WHAT IS BEING ASKED ->
Please edit the rows starting at the line that contains "of the tree" and ending at the last of the rows, changing "single dot" to "single point" and leaving everything else as it is. Return only those rows.

MATERIAL PROVIDED ->
-=-=-
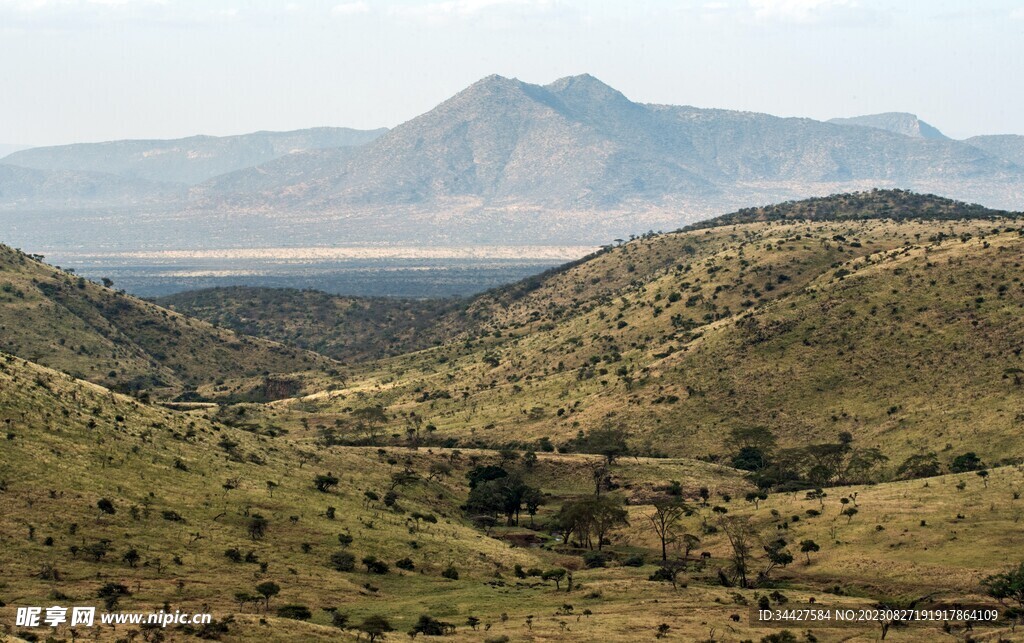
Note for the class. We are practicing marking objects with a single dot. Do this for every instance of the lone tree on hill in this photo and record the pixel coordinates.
(375, 628)
(326, 482)
(807, 547)
(1007, 586)
(267, 590)
(665, 520)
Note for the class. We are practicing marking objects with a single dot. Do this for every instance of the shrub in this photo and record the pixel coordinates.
(635, 560)
(595, 559)
(428, 626)
(298, 612)
(452, 573)
(375, 565)
(342, 561)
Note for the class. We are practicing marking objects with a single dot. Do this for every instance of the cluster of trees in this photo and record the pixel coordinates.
(496, 491)
(590, 520)
(826, 464)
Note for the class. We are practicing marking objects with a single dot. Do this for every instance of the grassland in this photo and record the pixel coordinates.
(904, 334)
(57, 319)
(892, 332)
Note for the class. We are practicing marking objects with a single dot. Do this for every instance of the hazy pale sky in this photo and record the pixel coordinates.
(96, 70)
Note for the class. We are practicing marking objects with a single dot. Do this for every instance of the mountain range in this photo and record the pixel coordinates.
(501, 161)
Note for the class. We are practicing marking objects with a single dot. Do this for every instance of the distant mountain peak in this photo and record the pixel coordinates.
(898, 122)
(586, 86)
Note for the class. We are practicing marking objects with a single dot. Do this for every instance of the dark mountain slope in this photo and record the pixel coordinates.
(96, 334)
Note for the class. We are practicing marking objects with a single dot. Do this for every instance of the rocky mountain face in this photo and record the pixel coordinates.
(189, 160)
(506, 161)
(896, 122)
(1007, 146)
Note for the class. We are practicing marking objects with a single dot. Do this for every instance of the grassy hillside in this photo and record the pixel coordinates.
(905, 333)
(94, 333)
(342, 328)
(184, 491)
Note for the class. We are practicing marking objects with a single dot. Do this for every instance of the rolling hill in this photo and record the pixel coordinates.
(902, 329)
(97, 334)
(342, 328)
(858, 329)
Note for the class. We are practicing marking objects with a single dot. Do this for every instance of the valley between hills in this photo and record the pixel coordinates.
(816, 400)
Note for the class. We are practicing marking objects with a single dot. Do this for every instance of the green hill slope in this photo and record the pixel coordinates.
(341, 328)
(96, 334)
(905, 333)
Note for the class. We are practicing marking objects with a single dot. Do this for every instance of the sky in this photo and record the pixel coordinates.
(75, 71)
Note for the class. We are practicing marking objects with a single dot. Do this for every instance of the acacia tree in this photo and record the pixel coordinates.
(267, 591)
(668, 514)
(326, 482)
(375, 628)
(1007, 586)
(742, 538)
(807, 547)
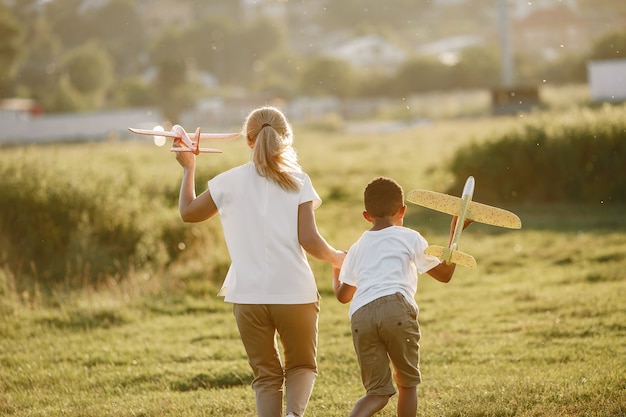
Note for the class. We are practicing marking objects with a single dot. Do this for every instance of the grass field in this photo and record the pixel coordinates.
(538, 329)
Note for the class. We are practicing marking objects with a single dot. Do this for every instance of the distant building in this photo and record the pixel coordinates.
(550, 33)
(607, 80)
(370, 52)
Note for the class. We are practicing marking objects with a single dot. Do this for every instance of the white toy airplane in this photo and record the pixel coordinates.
(464, 208)
(182, 138)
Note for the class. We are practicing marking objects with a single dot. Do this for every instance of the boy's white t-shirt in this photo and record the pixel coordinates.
(260, 223)
(384, 262)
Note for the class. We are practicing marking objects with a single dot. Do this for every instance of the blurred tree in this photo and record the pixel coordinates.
(568, 69)
(119, 28)
(37, 73)
(11, 36)
(247, 49)
(89, 71)
(420, 74)
(478, 67)
(69, 20)
(326, 76)
(280, 74)
(63, 97)
(611, 46)
(170, 54)
(208, 41)
(133, 91)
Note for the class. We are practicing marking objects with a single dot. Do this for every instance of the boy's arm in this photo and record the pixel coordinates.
(444, 271)
(343, 292)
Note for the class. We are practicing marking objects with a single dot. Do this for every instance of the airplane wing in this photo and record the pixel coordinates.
(476, 211)
(154, 132)
(456, 257)
(437, 201)
(177, 135)
(219, 135)
(492, 215)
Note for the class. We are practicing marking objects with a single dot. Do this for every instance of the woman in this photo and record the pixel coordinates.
(266, 209)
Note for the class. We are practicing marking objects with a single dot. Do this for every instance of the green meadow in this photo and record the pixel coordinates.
(538, 329)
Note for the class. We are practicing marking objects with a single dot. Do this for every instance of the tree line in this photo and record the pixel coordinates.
(70, 57)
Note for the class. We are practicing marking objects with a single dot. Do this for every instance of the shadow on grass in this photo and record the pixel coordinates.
(206, 381)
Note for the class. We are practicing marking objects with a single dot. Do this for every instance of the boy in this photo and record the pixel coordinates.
(379, 276)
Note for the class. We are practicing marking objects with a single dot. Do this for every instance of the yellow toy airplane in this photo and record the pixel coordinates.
(182, 138)
(465, 208)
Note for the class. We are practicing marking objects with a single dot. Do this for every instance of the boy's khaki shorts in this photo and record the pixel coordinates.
(383, 330)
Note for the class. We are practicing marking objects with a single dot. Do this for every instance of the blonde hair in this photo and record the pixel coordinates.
(269, 134)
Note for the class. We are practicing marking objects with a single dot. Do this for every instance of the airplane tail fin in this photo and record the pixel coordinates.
(451, 256)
-=-=-
FINAL RESULT ->
Note for the class. We are practicing marking objects with a single point. Do this for every instance of the tree line in this photo and record the pixel coordinates.
(70, 57)
Note for the class. We are practicing marking objects with a single point. Do this for every instance of the shadow on grass in this photo and record the pixel coordinates.
(206, 381)
Note for the class. We are practicing marking objects with a single point. Do this for every instance of the boy in this photo and record the pixel coordinates.
(379, 276)
Note for the class. We are practicing marking objects with a single point. Do this for every instance of the yellow toy airplane in this photo and record the pixel coordinates.
(182, 138)
(465, 208)
Note for the class. We are practicing marking objects with a single point. Do this for every instance of the boy's khaki shorts in this photo and record the pixel coordinates.
(383, 330)
Note for the class. We are practicing marking objects with a single point. Do this for every instance of the blonde hair in this photo and record the pixel coordinates.
(269, 134)
Note for the class. We are practicing marking objects with a single point. Do this for every instance of the airplane tail fin in this photo and record the pixel coordinates.
(451, 256)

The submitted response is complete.